#### Text provided:
Published 26 April 2004

Titanic: a night remembered
Stephanie Barczewski Hambledon and London, 382pp, £19.95
ISBN 1852854340

This is yet another book about that tragedy in the small hours of 15 April 1912, when the mighty Titanic encountered a drifting iceberg and sank with the loss of 1,500 lives. Fortunately, it is a story that never loses its power to shock, and those who have not previously read a detailed account will find this one absorbing.

I do, however, take issue with the author's assertion that there is still a dispute as to whose fault it was, and controversy as to how the passengers and crew reacted. The fact that there was a fire out of control in number ten coal bunker is not mentioned. I was also somewhat dismayed at the many references to James Cameron's film, in which smoke billowed out of all four funnels - one was an air vent - and the two lovers fled into the boiler rooms without descending vertical ladders to G deck.

One of this book's strongest arguments deals with the belief that this was a British disaster rather than an American one. Although the White Star Line was owned by the American millionaire J P Morgan, the Titanic's captain and senior officers were all British, as were 900 of her crew. British, too, or certainly not American, were several of the heroes who emerged from the tragedy, including the senior wireless operator who died at his post, the bandmaster who encouraged his musicians to continue playing as the ship began to list, her chief architect Thomas Andrews and Charles Lightoller, the heroic second officer.

Barczewski also describes the near- collision at noon on 10 April as the R M S Titanic started downstream on her maiden voyage from Southampton. Due to the suction of her giant propellers, the nearby liner New York was wrenched from her moorings, hawsers snapping with a sound like gunshots, her stern swinging dangerously towards the Titanic. Just in time, the unsinkable ship stopped her engines and tugs dragged the New York out of the way.

Items from a labeling collection
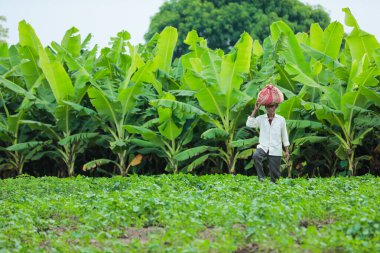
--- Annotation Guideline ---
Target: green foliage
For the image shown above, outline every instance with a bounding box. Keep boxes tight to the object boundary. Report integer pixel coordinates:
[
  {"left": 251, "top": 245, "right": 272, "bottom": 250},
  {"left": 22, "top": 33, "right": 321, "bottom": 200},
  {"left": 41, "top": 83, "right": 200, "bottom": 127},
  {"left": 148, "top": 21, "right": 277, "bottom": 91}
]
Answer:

#### Task to carry out:
Carry on the Titanic book review from the point where it stops. The items are separate from the Titanic book review and have nothing to do with it.

#### Task result:
There was another potential danger, a very serious one, this time deep below the waterline and known to both captain and port authorities. Months before the sailing there had been a national coal strike. When it ended, every available ton of coal was purloined to fuel the Titanic. Often coal sluiced down the chutes into bunkers caused combustion, a conflagration easily put out by hosing. This happened to the Titanic, but although she was given a certificate of seaworthiness, the fire raged on. It was burning when she left the dockyards of Belfast and Southampton, still burned when she steamed from Cherbourg to Queenstown. It was finally doused two days before her brush with the iceberg, by which time her steel plates, impure and part compounded of iron, had become brittle.

This important detail is left out of Barczewski's book, possibly because it was never alluded to in Cameron's film. This omission and one or two others rather sink the claim that A Night Remembered contains substantial new material on the history of the Titanic.

That said, it does contain a dramatic and factual account of what happened between 11.40 on the night of 14 April and 2.20am on 15 April, when the blue ensign on the flagpole of the ship finally slipped under the water. I particularly liked the description of the last sighting of Benjamin Guggenheim - one of six millionaires on board - who had changed from nightclothes into full evening dress and shouted out to the lifeboats below that his wife should be told that he had "played the game out straight . . . and to the end". That he had been on board with his mistress - she was saved - is beside the point.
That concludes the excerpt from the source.